By Sharon Reynolds
National Institutes of Health
Acute gastroenteritis can cause diarrhea, pain and cramping in the abdomen, nausea, vomiting, and sometimes fever. It may also lead to dehydration, which can become dangerous. Most cases can be treated by replacing lost fluids and electrolytes to prevent dehydration. But the disease can sometimes lead to visits to the emergency department and hospitalization, particularly in young children.
Acute gastroenteritis may be caused by bacteria, viruses, or parasites. Some studies have suggested that probiotics—“good” bacteria naturally found in the gut—might help treat the disease. As a result, some medical groups currently recommend probiotics for children with diarrhea and other gut problems.
Researchers led by Dr. David Schnadower at the Washington University School of Medicine in St. Louis (now at Cincinnati Children’s Hospital Medical Center) tested whether probiotics can benefit young children with acute gastroenteritis.
At a Glance
A probiotic treatment did not show any benefit for young children brought to the hospital with acute gastroenteritis, which involves diarrhea and other symptoms.
The results may change guidelines from some medical groups, which have recommended probiotic use in children with acute gastroenteritis.
They ran a large study at 10 children’s emergency rooms across the U.S. The team enrolled more than 900 children from 3 months to 4 years of age with a diagnosis of acute gastroenteritis, which was defined as three or more episodes of watery stools per day, with or without vomiting, for fewer than 7 days.
The children were randomly assigned to receive 5 days (10 doses) of either a probiotic called Lactobacillus rhamnosus GG or an identical-looking placebo. They received their first dose in the hospital. Their caregivers then gave the rest of the treatment at home. The team checked in with the families over the following weeks to see how quickly symptoms had gone away.
The study was funded by NIH’s Eunice Kennedy Shriver National Institute of Child Health and Human Development (NICHD) and National Institute of Diabetes and Digestive and Kidney Diseases (NIDDK). Results were published on November 22, 2018, in the New England Journal of Medicine.

• [Information shown]:
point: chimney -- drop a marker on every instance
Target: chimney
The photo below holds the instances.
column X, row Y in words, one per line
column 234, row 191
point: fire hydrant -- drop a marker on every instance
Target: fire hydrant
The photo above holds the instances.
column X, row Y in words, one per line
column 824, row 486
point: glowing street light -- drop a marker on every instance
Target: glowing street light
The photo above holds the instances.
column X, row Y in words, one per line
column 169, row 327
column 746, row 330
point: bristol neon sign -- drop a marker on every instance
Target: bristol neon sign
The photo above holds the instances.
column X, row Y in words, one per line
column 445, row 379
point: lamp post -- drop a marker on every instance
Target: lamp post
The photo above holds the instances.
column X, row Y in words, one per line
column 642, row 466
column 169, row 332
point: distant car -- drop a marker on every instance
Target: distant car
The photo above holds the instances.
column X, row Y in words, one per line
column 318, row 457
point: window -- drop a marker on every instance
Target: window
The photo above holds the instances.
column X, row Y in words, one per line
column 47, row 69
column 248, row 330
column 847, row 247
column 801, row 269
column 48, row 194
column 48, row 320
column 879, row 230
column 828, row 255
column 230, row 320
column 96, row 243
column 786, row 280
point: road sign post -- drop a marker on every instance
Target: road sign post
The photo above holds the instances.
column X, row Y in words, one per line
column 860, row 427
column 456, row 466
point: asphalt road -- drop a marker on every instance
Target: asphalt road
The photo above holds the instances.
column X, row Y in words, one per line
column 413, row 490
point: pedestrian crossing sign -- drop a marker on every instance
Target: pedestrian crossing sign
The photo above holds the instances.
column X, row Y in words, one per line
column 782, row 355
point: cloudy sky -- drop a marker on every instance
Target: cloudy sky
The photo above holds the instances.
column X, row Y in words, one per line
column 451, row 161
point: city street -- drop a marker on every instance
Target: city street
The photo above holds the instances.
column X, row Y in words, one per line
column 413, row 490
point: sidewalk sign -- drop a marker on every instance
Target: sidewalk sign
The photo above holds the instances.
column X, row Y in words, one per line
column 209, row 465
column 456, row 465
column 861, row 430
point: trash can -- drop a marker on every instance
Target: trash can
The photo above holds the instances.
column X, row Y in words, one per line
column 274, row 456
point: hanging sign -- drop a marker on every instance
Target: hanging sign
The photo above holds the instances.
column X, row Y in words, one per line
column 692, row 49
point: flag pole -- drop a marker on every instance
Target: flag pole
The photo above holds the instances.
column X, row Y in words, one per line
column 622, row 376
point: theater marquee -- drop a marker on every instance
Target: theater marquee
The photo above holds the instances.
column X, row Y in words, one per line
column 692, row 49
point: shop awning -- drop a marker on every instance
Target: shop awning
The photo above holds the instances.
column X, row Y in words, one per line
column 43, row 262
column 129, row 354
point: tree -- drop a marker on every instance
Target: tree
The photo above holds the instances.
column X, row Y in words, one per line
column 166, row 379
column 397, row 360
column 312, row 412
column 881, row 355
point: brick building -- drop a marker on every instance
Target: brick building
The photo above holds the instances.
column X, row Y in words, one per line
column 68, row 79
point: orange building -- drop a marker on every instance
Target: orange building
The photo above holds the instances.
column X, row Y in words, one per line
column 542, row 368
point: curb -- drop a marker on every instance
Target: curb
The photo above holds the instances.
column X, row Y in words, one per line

• [What you have to do]:
Answer these from the text on the probiotic study for children:
(a) At how many children's emergency rooms was the study run?
(b) What ages were the enrolled children?
(c) In what journal were the results published, and on what date?

• [Solution to this exercise]:
(a) 10
(b) From 3 months to 4 years
(c) The New England Journal of Medicine, on November 22, 2018